- [Work instruction]: Rewrite the part that opens with the line containing "The prompts in" and closes with the line containing "box: [320, 237, 333, 281]" as a numbered list, leaving out any blank lines. Include only those lines from the items.

- [Material for this task]:
++++++++++++++++++++
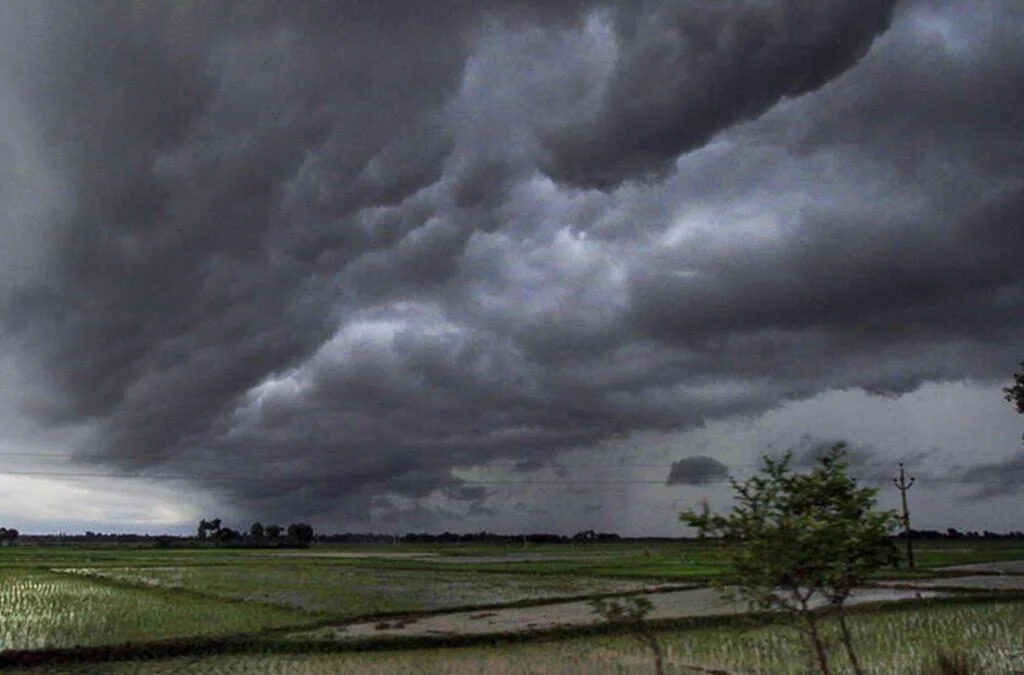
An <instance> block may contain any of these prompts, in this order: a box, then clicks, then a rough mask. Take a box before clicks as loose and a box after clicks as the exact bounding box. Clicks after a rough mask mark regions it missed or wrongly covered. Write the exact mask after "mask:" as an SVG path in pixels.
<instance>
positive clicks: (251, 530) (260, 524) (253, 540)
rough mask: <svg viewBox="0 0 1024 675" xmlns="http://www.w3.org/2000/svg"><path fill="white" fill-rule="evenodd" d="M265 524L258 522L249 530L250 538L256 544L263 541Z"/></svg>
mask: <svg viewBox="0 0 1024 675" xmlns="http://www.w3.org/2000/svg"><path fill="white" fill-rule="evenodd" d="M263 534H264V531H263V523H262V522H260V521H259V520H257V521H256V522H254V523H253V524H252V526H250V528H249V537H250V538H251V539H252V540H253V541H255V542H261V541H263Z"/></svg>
++++++++++++++++++++
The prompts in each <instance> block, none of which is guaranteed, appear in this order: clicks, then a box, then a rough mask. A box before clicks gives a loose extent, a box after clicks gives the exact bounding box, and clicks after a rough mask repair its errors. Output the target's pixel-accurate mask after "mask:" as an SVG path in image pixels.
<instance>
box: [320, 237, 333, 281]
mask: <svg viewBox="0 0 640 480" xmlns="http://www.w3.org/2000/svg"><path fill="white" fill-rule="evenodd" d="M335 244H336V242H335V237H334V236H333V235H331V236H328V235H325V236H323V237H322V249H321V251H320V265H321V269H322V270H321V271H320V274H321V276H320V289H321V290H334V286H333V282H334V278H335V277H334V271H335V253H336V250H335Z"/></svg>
++++++++++++++++++++
- [Solution]:
1. The prompts in each <instance> block, none of which is guaranteed, appear in this order: clicks, then a box, then a rough mask. A box before clicks gives a loose extent, a box after clicks gives the exact bounding box, and clicks after a rough mask repair its errors. Output the target's pixel-accurate mask after "mask:" as an SVG path in image pixels.
2. <instance>
3. box: [320, 237, 333, 281]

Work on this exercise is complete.